==== Tekst

Reikwijdte van de volmacht

5.3     Patiënt heeft in een levenstestament onder meer klaagster als gevolmachtigde aangewezen inzake geneeskundige aangelegenheden. Deze volmacht geldt in het geval patiënt naar het oordeel van een hulpverlener niet meer in staat is tot een redelijke waardering van zijn belangen ter zake van zijn gezondheid en zorgbehoeften (p. 6 van het levenstestament). Zolang en voor zover patiënt (nog) wel in staat is tot een redelijke waardering van genoemde belangen zal een te nemen beslissing over zijn gezondheid met hem besproken en aan hem overgelaten moeten worden. Het is aan de patiënt om deze beslissing vervolgens al dan niet in overleg met zijn naasten te nemen.

Klachtonderdeel a) Medicatiebeleid
5.4     Op het moment dat patiënt bij de instelling kwam wonen gebruikte hij al Sinemet. In overleg met patient en zijn dochters heeft de verpleegkundig specialist gedurende het verblijf van patiënt bij de instelling de dosering enkele malen aangepast. De specialist ouderengeneeskunde is bij deze beslissingen niet betrokken geweest en kan hier ook niet in tuchtrechtelijke zin verantwoordelijk voor worden gehouden.
Klachtonderdeel a is ongegrond.

Klachtonderdeel b) onzorgvuldige communicatie over de medicatie/negeren van de volmacht
5.5      De specialist oudengeneeskunde was niet betrokken bij de behandeling en mocht er dus van uitgaan dat de verpleegkundig specialist als regiebehandelaar en persoon die het medicatiebeleid bepaalde, zou reageren op de door klaagster op 28, 29 en 30 december 2020 gestuurde e-mails. Voor de specialist ouderengeneeskunde was er geen aanleiding om de behandeling van de e-mail naar zich toe te trekken.


5.6      Bij het telefonisch overleg dat de verpleegkundig specialist op 5 februari 2021 voerde met de specialist ouderengeneeskunde, gaf zij aan van oordeel te zijn dat patiënt op dat moment wilsbekwaam was. Gezien de hiervoor weergegeven reikwijdte van de volmacht was het door de specialist ouderengeneeskunde gegeven advies het voorstel tot afbouw van de medicatie eerst met patiënt te bespreken niet in strijd met de volmacht en ook overigens niet onzorgvuldig.

========

__Uit te voeren taken__
• A. Citeer uit de tekst het gedeelte dat begint bij "Klachtonderdeel a is" en eindigt bij "toe te trekken.".
• B. Noem alle datums die in de tekst voorkomen.
• C. Leg aan de hand van de tekst uit waarom het advies van de specialist ouderengeneeskunde om het voorstel tot afbouw van de medicatie eerst met de patiënt te bespreken niet in strijd was met de volmacht.

==== Verzameling records

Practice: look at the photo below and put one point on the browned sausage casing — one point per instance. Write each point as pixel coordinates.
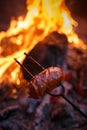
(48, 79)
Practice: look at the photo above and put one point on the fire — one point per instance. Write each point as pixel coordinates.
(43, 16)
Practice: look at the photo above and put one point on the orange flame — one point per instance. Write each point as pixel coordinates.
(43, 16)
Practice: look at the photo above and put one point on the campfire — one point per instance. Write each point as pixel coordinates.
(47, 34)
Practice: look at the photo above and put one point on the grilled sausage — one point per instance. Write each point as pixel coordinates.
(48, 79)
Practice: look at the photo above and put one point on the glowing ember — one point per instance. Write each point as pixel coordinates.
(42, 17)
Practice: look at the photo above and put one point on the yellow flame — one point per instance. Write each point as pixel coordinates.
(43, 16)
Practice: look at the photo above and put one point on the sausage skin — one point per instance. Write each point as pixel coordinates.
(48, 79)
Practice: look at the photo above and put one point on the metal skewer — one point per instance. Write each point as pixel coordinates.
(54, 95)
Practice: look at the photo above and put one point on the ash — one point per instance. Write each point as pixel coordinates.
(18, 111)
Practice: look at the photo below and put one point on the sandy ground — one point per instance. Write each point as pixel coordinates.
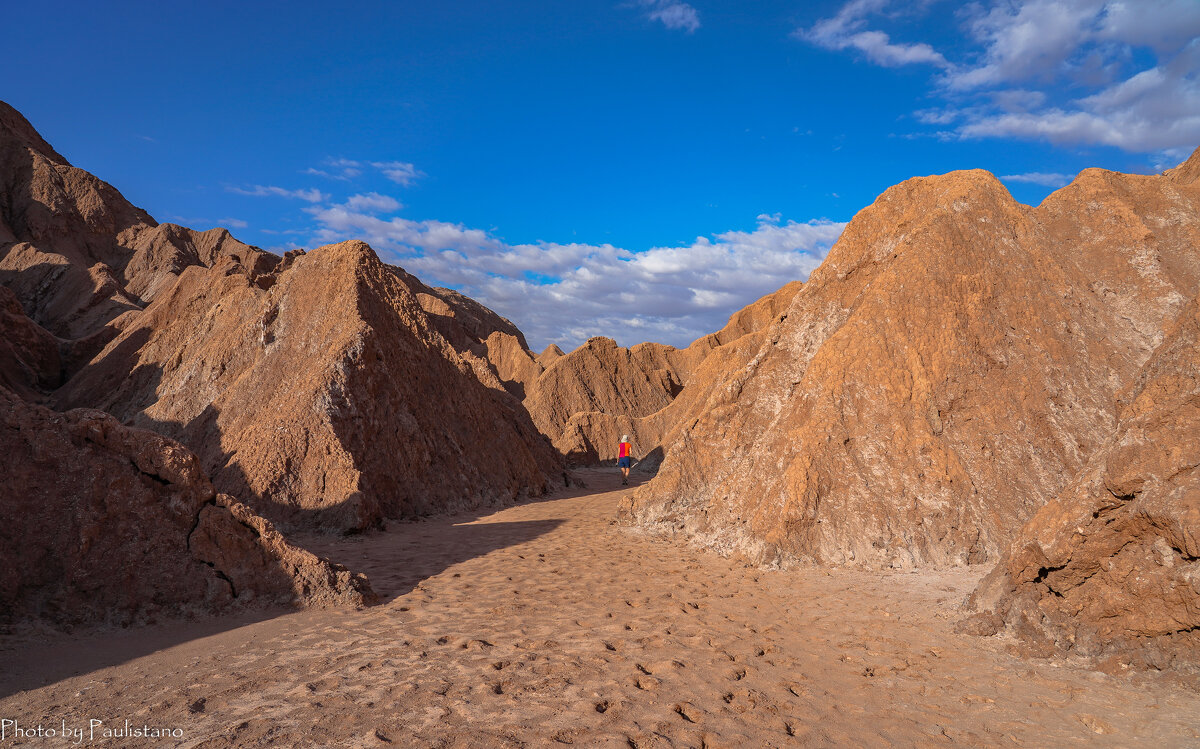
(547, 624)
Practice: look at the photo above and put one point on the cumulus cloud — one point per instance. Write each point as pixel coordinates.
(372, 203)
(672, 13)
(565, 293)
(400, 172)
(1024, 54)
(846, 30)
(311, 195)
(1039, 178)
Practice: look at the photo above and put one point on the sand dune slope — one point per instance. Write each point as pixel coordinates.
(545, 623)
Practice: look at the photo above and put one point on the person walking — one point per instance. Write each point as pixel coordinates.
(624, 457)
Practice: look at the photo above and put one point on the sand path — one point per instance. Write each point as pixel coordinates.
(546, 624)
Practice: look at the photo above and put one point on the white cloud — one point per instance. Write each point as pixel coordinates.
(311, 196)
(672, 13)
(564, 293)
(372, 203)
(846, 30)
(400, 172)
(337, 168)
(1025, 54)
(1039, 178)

========
==== Verzameling records

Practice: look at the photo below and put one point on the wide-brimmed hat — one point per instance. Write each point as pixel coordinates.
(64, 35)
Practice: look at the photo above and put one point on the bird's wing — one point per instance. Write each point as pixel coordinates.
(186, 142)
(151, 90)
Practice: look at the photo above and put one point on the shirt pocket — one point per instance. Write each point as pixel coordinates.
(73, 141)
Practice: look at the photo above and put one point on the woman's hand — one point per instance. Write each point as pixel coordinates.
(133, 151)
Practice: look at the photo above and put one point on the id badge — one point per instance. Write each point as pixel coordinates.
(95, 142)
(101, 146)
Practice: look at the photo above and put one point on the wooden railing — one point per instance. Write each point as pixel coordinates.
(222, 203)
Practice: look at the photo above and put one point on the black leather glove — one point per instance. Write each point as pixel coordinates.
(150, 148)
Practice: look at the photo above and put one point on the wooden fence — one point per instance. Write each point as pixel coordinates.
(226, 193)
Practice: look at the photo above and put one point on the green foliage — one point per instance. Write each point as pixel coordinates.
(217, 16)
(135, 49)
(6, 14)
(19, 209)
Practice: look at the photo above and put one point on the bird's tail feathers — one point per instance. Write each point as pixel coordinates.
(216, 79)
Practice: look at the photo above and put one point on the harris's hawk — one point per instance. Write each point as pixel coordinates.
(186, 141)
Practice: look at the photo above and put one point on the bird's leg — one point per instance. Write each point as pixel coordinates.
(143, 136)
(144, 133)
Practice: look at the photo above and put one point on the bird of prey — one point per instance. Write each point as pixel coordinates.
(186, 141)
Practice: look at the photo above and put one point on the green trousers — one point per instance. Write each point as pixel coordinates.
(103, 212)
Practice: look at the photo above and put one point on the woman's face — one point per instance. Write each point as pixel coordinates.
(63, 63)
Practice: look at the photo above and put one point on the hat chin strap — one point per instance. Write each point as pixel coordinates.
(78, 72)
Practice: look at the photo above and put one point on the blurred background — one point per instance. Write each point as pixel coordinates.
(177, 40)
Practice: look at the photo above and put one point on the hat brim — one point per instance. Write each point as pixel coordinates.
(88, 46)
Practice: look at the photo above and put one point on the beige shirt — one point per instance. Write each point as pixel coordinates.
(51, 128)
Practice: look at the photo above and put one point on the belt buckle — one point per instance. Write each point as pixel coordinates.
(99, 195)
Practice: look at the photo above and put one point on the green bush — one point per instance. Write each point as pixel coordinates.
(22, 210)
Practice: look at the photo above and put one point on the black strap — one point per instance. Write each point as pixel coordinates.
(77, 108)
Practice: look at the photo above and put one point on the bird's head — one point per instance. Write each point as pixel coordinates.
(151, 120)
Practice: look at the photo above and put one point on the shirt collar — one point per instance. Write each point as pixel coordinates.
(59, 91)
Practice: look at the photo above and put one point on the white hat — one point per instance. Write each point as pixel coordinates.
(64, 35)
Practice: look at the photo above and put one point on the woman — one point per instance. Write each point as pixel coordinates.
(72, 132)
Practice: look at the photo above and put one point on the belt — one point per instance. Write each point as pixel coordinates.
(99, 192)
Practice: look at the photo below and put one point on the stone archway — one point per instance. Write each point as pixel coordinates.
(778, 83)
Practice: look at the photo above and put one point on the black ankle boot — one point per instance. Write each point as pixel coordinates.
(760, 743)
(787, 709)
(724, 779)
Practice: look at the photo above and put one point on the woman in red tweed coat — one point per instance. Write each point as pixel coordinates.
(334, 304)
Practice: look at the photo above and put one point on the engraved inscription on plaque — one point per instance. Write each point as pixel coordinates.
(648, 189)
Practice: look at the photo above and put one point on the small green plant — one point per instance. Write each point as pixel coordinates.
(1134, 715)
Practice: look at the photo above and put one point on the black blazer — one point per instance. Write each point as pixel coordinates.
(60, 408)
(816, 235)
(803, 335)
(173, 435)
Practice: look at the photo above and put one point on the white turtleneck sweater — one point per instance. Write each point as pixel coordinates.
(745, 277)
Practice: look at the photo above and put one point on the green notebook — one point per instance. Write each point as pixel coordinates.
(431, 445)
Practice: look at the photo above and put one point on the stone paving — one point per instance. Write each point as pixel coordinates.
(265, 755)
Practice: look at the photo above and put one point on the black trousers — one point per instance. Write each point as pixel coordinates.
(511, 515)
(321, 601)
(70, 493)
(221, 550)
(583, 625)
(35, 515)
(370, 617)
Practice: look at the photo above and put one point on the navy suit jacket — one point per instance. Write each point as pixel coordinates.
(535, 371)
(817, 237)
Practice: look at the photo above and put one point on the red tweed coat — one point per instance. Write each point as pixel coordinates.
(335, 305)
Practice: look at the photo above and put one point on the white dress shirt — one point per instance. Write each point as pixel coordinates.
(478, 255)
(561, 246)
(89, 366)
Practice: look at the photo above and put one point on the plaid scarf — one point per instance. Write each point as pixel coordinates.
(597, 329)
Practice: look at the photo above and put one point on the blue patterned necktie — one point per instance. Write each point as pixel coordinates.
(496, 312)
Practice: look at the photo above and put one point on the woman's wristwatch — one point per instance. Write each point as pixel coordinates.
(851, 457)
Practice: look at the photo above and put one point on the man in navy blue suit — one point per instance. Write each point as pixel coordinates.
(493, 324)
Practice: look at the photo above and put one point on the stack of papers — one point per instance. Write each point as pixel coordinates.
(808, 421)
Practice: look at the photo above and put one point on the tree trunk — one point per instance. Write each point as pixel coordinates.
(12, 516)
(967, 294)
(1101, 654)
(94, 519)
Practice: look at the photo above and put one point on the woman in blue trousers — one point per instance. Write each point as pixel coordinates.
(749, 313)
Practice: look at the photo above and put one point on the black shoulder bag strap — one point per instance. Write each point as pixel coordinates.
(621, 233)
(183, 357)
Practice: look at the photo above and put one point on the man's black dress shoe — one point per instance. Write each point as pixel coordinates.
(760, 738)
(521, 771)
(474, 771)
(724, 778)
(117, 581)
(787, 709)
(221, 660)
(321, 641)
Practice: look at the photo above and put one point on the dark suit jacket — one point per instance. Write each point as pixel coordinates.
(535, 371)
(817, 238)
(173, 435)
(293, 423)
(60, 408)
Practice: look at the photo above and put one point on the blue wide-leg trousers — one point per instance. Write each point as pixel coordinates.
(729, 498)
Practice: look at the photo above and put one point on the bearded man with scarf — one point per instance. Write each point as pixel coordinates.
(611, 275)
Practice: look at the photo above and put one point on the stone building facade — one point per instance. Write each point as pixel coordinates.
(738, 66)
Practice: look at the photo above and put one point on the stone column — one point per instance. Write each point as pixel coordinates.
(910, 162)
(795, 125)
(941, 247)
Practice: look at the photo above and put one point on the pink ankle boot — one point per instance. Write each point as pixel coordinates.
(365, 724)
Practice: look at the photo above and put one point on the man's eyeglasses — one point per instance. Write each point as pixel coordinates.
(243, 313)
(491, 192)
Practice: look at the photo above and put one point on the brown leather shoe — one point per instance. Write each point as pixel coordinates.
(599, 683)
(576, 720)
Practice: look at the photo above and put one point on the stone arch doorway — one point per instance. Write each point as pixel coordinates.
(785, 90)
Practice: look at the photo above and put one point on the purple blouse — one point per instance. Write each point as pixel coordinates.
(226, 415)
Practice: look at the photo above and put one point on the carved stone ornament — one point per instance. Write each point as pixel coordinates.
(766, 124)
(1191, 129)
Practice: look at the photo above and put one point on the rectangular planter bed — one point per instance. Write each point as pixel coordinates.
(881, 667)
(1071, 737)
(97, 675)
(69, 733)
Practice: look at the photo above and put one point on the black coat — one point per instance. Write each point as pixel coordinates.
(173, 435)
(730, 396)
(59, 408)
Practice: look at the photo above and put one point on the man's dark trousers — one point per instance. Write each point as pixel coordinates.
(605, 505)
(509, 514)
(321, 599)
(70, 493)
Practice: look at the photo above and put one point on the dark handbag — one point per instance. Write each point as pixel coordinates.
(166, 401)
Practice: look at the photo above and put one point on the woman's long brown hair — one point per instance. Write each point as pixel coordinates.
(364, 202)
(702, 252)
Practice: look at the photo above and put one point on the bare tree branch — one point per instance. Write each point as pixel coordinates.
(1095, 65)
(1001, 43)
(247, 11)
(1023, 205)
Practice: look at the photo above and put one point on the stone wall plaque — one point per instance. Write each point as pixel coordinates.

========
==== Verzameling records

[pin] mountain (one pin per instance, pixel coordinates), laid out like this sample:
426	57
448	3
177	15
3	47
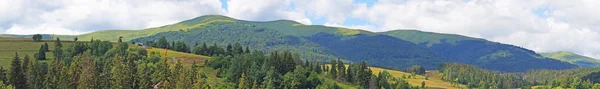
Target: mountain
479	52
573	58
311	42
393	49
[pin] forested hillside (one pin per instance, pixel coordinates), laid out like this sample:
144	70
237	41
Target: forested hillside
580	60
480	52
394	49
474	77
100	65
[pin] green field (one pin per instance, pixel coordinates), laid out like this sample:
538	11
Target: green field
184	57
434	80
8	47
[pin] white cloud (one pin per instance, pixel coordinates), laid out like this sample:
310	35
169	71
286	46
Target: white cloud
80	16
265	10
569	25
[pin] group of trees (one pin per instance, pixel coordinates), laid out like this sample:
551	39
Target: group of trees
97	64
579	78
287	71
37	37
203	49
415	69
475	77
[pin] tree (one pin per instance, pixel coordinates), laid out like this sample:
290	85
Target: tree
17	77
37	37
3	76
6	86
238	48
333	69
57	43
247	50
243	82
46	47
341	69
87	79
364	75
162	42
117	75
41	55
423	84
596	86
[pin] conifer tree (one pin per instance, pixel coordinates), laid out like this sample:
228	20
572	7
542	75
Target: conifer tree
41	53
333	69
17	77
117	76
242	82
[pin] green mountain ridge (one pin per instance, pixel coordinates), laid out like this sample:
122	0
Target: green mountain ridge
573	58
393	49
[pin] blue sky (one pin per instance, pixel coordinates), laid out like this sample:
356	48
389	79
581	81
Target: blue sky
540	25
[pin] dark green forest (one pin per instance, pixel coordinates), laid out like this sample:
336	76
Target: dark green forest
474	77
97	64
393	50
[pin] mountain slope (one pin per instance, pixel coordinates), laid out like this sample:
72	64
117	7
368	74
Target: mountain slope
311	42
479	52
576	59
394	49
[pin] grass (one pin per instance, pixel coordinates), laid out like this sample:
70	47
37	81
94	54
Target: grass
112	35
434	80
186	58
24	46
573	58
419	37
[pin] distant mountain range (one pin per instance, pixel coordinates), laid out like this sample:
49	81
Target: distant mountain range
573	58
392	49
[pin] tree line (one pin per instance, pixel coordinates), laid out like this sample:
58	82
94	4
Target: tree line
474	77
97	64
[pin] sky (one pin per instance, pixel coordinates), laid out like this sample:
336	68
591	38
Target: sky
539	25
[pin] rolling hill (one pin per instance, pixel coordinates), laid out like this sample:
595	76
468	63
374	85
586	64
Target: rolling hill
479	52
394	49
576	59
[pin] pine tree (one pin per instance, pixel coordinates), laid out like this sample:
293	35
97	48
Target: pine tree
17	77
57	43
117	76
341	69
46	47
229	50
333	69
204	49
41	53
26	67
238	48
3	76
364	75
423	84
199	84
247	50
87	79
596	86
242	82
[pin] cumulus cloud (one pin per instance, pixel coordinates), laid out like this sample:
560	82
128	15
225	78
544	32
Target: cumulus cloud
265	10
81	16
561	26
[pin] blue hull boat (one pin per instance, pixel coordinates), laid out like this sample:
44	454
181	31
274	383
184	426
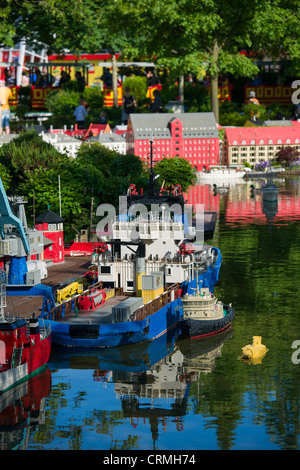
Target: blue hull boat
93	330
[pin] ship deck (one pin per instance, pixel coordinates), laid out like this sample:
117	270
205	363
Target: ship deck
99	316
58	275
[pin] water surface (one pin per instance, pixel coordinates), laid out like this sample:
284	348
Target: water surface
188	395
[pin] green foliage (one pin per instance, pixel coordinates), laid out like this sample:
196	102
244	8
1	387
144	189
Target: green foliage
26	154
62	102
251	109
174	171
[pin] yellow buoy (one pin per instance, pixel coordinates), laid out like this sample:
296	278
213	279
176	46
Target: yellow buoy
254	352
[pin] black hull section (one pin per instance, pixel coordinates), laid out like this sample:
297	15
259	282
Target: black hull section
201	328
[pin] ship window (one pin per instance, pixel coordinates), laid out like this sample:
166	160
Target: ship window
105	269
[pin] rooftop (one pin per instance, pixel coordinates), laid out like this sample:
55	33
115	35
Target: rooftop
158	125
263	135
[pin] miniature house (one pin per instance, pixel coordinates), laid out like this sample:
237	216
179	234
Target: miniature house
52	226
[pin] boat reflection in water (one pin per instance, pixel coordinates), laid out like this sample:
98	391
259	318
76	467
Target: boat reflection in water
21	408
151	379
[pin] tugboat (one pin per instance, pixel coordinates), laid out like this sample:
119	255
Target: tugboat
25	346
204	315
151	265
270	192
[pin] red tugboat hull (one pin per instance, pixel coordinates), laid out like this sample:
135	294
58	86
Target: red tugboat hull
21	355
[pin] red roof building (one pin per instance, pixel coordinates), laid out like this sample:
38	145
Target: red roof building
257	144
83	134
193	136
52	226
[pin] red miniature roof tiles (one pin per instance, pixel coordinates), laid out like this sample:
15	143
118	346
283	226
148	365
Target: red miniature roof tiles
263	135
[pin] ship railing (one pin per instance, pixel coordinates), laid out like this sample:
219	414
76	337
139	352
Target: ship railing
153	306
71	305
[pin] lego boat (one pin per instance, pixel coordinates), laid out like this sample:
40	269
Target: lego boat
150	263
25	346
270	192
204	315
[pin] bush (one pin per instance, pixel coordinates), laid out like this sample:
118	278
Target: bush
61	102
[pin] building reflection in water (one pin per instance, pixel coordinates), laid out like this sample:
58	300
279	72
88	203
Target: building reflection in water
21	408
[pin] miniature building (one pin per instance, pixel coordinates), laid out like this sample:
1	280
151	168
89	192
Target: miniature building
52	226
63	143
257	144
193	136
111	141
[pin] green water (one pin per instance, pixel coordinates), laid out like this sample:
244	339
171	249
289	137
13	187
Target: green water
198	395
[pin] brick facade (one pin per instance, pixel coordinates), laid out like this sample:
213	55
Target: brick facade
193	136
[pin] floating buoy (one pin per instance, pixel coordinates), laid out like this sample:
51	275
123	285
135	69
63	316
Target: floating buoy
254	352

========

__Uitgewerkte opdracht__
• A.
Klachtonderdeel a is ongegrond.

Klachtonderdeel b) onzorgvuldige communicatie over de medicatie/negeren van de volmacht
5.5      De specialist oudengeneeskunde was niet betrokken bij de behandeling en mocht er dus van uitgaan dat de verpleegkundig specialist als regiebehandelaar en persoon die het medicatiebeleid bepaalde, zou reageren op de door klaagster op 28, 29 en 30 december 2020 gestuurde e-mails. Voor de specialist ouderengeneeskunde was er geen aanleiding om de behandeling van de e-mail naar zich toe te trekken.

• B. 28 december 2020, 29 december 2020, 30 december 2020, 5 februari 2021

• C. De volmacht geldt alleen als de patiënt naar het oordeel van een hulpverlener niet meer in staat is tot een redelijke waardering van zijn belangen. Zolang hij dat wel is, moet een beslissing over zijn gezondheid met hem besproken en aan hem overgelaten worden. De verpleegkundig specialist oordeelde op 5 februari 2021 dat de patiënt op dat moment wilsbekwaam was.